Page extract
________________________________________

# Prediction Result Analysis (CS2 Reviews)

This notebook provides deep insights into the performance of the sentiment analysis model on Counter-Strike 2 reviews.
We move beyond basic EDA and focus on understanding *how* and *why* the model makes specific predictions.

**Theme:** Asiimov (Orange, Black, White, Grey)

In [None]:
import pandas as pd
import plotly.express as px
import plotly.graph_objects as go
import plotly.io as pio
import numpy as np
from sklearn.metrics import confusion_matrix, classification_report
from sklearn.calibration import calibration_curve

# --- Asiimov Color Scheme ---
asiimov_colors = {
    'orange': '#FF9900',
    'black': '#1A1A1A',
    'white': '#FFFFFF',
    'grey': '#5c5c5c',
    'light_grey': '#d1d1d1'
}

# Setup Plotly Template
pio.templates["asiimov"] = go.layout.Template(
    layout=go.Layout(
        colorway=[asiimov_colors['orange'], asiimov_colors['black'], asiimov_colors['grey']],
        plot_bgcolor=asiimov_colors['white'],
        paper_bgcolor=asiimov_colors['white'],
        font={'color': asiimov_colors['black']},
        title={'font': {'color': asiimov_colors['black']}},
        xaxis={'gridcolor': asiimov_colors['light_grey'], 'linecolor': asiimov_colors['black']},
        yaxis={'gridcolor': asiimov_colors['light_grey'], 'linecolor': asiimov_colors['black']},
    )

________________________________________

Parts of the exercise
1. In the notebook extract, what hex code does the Asiimov color scheme assign to orange?
2. Reproduce the notebook extract starting at "# Prediction Result" and ending at "makes specific predictions.".

________________________________________

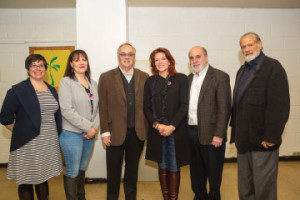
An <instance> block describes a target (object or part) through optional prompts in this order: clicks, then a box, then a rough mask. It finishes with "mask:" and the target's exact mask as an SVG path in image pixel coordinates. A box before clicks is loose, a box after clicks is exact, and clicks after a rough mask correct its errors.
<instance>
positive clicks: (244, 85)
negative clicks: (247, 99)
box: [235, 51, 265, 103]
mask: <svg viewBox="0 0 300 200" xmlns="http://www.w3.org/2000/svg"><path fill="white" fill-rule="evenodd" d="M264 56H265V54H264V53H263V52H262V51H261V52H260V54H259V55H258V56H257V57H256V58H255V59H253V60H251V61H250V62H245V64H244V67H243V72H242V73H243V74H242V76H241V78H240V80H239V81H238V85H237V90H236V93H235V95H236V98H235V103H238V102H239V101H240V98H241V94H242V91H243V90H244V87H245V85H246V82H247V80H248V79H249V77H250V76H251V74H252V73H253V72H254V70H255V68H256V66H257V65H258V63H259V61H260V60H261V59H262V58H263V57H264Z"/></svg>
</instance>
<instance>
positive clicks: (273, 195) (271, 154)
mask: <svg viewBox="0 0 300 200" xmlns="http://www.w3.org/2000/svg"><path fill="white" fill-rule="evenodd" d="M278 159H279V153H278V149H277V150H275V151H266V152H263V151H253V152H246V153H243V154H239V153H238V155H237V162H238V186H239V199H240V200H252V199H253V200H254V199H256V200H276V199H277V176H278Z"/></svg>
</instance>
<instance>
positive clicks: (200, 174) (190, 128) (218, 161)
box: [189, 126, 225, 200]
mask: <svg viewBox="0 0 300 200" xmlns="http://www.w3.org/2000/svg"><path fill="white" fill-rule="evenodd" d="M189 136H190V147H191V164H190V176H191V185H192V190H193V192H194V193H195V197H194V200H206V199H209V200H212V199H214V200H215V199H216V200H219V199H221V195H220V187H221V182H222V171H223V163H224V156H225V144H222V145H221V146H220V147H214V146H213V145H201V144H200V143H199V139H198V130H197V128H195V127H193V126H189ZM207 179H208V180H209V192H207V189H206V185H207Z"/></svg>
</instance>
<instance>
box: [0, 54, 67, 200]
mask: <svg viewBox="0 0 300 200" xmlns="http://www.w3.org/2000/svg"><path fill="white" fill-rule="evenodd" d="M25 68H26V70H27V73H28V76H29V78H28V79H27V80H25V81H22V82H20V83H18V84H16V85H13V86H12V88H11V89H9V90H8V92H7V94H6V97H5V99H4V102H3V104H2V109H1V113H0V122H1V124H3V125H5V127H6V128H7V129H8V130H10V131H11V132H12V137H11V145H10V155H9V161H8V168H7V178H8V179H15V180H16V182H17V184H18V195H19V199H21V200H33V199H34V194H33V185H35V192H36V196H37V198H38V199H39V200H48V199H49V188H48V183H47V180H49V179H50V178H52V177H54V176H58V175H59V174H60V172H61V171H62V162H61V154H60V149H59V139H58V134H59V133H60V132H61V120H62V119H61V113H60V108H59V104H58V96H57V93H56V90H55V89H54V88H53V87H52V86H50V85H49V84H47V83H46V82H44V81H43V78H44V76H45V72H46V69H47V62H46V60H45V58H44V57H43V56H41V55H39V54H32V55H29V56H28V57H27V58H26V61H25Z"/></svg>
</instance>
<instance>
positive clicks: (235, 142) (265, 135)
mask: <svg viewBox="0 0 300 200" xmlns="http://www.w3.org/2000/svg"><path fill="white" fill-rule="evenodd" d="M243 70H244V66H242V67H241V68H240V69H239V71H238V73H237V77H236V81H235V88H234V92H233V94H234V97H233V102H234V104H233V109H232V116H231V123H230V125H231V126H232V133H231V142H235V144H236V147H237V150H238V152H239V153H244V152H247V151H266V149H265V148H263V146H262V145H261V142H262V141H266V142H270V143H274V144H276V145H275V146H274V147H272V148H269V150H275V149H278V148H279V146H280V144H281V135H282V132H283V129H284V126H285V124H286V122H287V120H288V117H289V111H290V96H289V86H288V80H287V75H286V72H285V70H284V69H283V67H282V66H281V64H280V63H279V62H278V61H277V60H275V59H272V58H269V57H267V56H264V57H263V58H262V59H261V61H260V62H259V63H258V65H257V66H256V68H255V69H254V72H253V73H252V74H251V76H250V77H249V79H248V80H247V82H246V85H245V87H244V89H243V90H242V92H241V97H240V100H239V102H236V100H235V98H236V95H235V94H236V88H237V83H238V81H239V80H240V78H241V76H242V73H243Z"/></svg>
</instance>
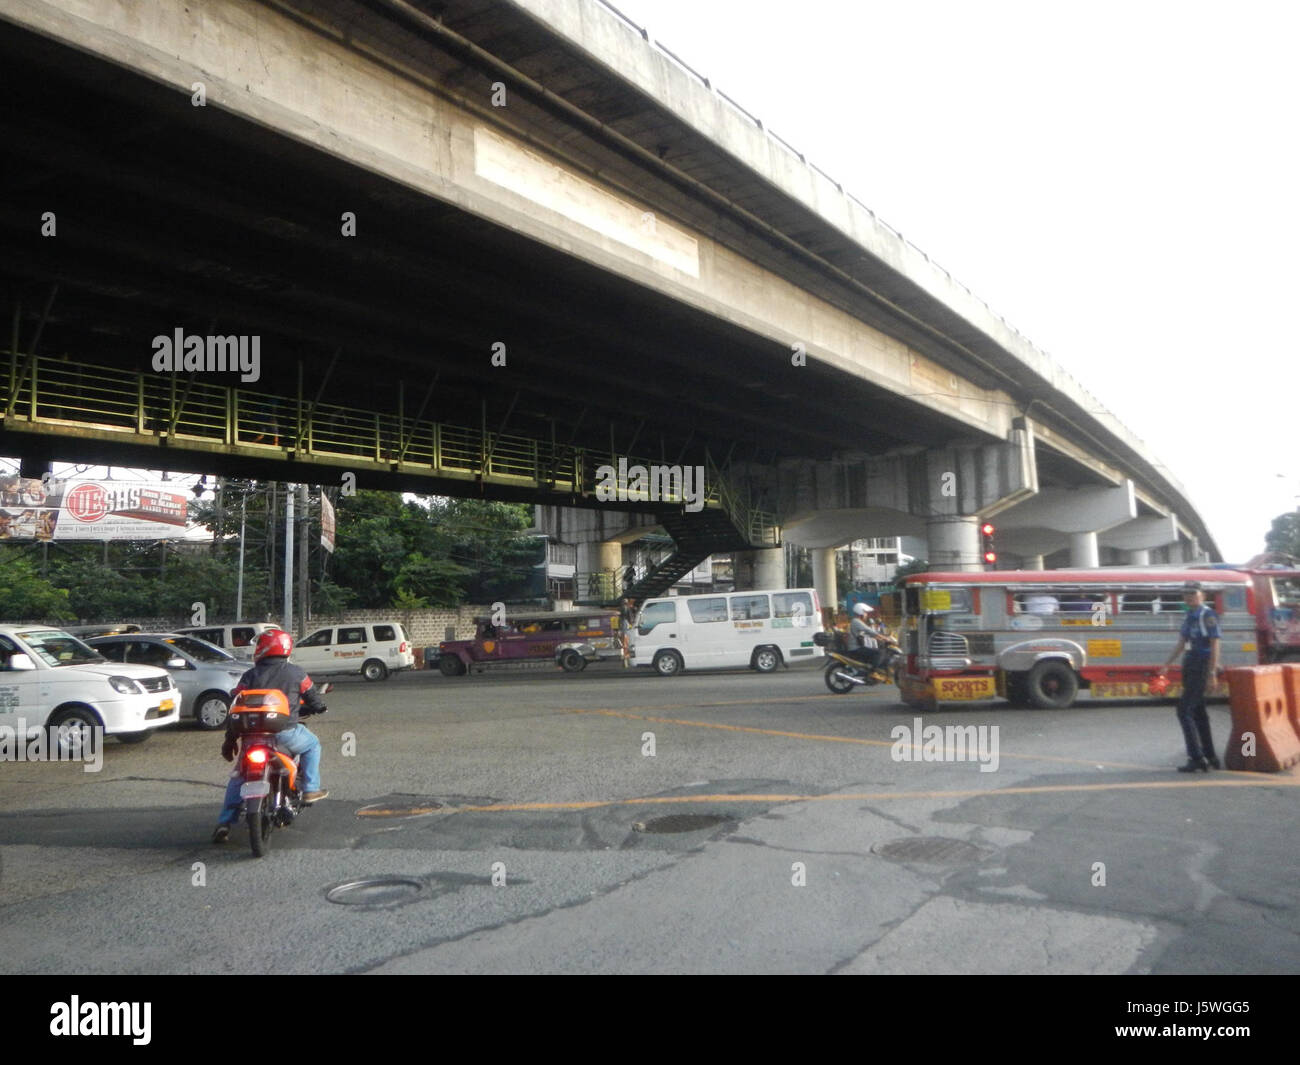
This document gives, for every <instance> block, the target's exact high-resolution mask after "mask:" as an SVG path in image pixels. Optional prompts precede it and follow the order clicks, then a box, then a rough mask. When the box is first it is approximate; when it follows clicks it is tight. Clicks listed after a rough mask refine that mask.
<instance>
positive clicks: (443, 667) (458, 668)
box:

________________________________________

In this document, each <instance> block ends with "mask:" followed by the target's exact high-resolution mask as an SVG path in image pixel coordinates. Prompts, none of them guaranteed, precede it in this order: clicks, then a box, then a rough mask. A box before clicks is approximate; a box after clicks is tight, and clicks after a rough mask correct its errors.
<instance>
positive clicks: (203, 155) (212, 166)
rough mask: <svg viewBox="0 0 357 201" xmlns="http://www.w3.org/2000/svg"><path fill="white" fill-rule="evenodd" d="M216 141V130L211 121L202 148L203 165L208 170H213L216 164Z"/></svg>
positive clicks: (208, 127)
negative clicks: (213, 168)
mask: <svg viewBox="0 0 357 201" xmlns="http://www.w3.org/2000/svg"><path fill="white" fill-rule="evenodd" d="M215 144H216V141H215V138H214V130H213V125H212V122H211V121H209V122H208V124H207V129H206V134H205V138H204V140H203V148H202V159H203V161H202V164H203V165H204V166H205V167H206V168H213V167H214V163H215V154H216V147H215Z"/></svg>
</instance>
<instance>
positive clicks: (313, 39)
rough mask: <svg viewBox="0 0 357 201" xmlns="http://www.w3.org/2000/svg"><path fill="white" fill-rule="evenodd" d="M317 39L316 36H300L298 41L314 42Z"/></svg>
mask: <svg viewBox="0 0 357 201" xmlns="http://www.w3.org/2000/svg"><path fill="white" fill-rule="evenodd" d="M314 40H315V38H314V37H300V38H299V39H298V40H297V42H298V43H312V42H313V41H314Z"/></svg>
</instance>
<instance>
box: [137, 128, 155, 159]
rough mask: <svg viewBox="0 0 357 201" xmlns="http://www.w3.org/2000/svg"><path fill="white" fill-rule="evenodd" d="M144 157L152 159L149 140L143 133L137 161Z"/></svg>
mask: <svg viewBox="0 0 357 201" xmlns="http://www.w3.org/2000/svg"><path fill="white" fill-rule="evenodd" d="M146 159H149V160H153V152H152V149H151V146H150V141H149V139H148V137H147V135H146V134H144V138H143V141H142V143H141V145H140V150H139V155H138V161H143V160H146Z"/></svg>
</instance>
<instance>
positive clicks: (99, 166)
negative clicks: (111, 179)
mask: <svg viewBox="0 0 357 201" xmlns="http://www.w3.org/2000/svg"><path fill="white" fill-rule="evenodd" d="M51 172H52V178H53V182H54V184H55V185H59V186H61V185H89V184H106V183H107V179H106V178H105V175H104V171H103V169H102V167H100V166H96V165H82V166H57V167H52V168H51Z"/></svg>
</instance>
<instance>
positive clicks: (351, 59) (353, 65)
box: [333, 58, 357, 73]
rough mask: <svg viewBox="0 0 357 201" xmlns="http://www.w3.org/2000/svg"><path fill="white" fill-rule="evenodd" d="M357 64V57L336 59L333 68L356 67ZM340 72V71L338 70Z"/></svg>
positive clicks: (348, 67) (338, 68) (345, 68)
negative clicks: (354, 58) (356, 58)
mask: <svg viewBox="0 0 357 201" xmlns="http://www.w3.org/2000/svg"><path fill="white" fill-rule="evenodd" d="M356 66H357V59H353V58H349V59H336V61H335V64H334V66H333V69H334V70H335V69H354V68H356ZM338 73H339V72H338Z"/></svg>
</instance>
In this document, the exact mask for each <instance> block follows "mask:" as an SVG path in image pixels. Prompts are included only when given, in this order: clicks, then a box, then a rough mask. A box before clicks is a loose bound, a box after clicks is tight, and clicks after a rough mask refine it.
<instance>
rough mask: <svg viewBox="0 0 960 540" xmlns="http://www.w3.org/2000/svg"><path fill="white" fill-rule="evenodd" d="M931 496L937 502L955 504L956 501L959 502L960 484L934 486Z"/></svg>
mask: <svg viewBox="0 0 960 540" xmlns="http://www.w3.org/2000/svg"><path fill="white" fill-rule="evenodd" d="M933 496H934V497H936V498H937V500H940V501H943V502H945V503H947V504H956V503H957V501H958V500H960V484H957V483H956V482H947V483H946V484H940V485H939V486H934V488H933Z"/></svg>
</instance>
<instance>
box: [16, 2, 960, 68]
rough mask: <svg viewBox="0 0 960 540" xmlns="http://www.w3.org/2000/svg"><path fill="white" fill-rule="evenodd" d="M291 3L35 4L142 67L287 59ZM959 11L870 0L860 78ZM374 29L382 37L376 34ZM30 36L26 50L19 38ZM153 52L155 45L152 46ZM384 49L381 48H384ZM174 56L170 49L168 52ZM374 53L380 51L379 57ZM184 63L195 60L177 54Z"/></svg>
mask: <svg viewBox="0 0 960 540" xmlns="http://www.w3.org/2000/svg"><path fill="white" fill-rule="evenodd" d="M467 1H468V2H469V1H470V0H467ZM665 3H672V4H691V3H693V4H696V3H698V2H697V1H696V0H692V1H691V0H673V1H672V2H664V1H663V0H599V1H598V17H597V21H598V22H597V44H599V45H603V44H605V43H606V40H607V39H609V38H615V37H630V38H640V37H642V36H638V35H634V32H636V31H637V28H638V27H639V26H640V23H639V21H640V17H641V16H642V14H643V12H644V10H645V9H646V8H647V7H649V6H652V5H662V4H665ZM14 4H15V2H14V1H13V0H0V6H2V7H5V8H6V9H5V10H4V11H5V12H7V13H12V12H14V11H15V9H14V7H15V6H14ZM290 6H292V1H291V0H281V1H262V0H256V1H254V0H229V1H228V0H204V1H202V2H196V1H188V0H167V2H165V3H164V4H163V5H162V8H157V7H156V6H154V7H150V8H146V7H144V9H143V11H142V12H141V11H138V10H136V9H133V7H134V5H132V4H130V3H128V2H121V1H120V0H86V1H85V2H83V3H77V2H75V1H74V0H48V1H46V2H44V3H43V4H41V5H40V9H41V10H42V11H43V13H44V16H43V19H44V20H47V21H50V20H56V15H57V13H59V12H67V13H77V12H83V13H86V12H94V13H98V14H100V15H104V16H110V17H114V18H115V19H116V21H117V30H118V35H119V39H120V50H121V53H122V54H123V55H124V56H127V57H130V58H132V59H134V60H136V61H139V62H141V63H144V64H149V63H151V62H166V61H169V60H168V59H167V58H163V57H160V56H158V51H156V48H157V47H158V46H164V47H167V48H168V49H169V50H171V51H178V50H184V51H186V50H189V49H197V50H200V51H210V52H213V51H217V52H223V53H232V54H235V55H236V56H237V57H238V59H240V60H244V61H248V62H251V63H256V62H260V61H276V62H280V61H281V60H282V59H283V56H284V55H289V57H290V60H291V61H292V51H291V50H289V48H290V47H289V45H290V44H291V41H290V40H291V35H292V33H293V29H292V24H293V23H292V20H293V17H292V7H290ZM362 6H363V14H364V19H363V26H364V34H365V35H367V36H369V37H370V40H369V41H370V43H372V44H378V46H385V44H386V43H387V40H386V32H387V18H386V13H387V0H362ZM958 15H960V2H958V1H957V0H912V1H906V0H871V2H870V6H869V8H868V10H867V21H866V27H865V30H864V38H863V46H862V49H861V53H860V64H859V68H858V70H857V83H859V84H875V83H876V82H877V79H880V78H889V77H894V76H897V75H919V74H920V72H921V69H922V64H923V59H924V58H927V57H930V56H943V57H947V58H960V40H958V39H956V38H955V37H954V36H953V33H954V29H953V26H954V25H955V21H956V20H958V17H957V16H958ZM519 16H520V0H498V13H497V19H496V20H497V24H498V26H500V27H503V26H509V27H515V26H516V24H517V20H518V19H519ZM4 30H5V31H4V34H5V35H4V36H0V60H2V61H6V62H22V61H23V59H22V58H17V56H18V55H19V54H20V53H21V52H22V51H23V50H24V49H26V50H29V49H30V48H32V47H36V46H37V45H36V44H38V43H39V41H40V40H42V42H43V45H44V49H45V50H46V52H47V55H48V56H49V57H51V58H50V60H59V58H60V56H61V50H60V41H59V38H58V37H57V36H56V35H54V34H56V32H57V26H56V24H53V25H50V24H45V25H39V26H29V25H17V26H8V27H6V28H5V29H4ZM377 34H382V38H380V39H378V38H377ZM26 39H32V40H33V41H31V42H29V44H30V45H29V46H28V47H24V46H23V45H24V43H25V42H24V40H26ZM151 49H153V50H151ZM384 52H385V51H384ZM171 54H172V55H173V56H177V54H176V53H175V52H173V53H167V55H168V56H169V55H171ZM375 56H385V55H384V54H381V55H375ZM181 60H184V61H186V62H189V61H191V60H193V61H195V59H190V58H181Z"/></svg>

________________________________________

Results for each task
1. #FF9900

2.
# Prediction Result Analysis (CS2 Reviews)

This notebook provides deep insights into the performance of the sentiment analysis model on Counter-Strike 2 reviews.
We move beyond basic EDA and focus on understanding *how* and *why* the model makes specific predictions.